====== Selected text

Looks pretty good to me.
You should make sure your buffer starts at a multiple of 8 so that all your memory accesses are 64bit aligned.
The two pmullw won't work in parallel, atleast that was the case on p3 (but I doubt they ever changed anything on the mmx unit).
So you can put some instructions in between without any cost (but the cpu-front-end is probably clever enough to predraw add & cmp).
Personally I find it more convenient (and sometimes it's even faster) to have separate source- and destination-buffers.
You can also get rid of the cmp with a negative loop-counter (so you can check the zero-flag but it's still increasing)
mov edi, sourceBuffer + numberOfPixels*4 (4 byte per pixel)
mov ecx, -numberOfPixels/2 (two pixels per iteration)
fadeloop:
movq mm0,[edi+ecx*8] (first iteration accesses sourceBuffer[0])
...
inc ecx
jnz fadeloop
-
Looks pretty good to me.
You should make sure your buffer starts at a multiple of 8 so that all your memory accesses are 64bit aligned.
Yep, in this case I'm only using the fb screenbuffer but I think it's aligned, maybe to 16 bytes
The two pmullw won't work in parallel, atleast that was the case on p3 (but I doubt they ever changed anything on the mmx unit).

============
====== Collected material

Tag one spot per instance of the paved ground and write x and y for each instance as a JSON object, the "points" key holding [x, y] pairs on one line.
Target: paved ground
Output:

============

| Set tasks |
1. Copy from the thread about the MMX fade loop above, beginning at the words "Personally I find" and stopping after "byte per pixel)".
2. Summarize the thread about the MMX fade loop in two sentences.
3. Continue the thread about the MMX fade loop, starting after its last sentence.

| Results of the exercise |
1.
Personally I find it more convenient (and sometimes it's even faster) to have separate source- and destination-buffers.
You can also get rid of the cmp with a negative loop-counter (so you can check the zero-flag but it's still increasing)
mov edi, sourceBuffer + numberOfPixels*4 (4 byte per pixel)

2. The thread recommends starting the buffer at a multiple of 8 so memory accesses are 64-bit aligned, and it notes that the two pmullw instructions won't run in parallel, at least on the P3, so other instructions can go between them at no cost. It also suggests separate source and destination buffers and shows how a negative loop counter removes the cmp, and a reply says the framebuffer in use is probably aligned, maybe to 16 bytes.

3.
So you can put some instructions in between without any cost (but the cpu-front-end is probably clever enough to predraw add & cmp).
ok thanks
Personally I find it more convenient (and sometimes it's even faster) to have separate source- and destination-buffers.
You can also get rid of the cmp with a negative loop-counter (so you can check the zero-flag but it's still increasing)
mov edi, sourceBuffer + numberOfPixels*4 (4 byte per pixel)
mov ecx, -numberOfPixels/2 (two pixels per iteration)
fadeloop:
movq mm0,[edi+ecx*8] (first iteration accesses sourceBuffer[0])
...
inc ecx
jnz fadeloop
That seems to be a little bit quicker, down to 1.58ms from 1.61ms, and compared to about 3.3ms for my non mmx version.
-
That seems to be a little bit quicker, down to 1.58ms from 1.61ms
That doesn't seem much (less than 2%) but makes perfectly sense as the cpu is mostly waiting for the cache-loading and multiplications to finish.
You'll probably see a speed increase if you prefetch the pixels of the next scanline to some dummy register, so all the data has already been loaded into the cache before the actual computation starts.
This way alu and mmu are working in parallel without stalls.
On the downside it makes the code more complex and needs some special-case handling for the last scanline.
-
I've looked into prefetching before but never worked it out so some tips on that would be more than welcome, instead of the special case for the last scanline what about just assigning an extra rows worth of memory to the buffer, maybe not so easy to do with FB's screenbuffer but not a problem with something like tinyptc or my own buffers.
-
It turns out that the benefits of prefetching are tricky to show.
For a first try I simply copied a constant 640x480 image into the screen-buffer and profiled "fade_buffer_mmx" using rdtsc (http://faydoc.tripod.com/cpu/rdtsc.htm).
It runs at pretty constant 790k cycles (that's 2.5 cycles per pixel!).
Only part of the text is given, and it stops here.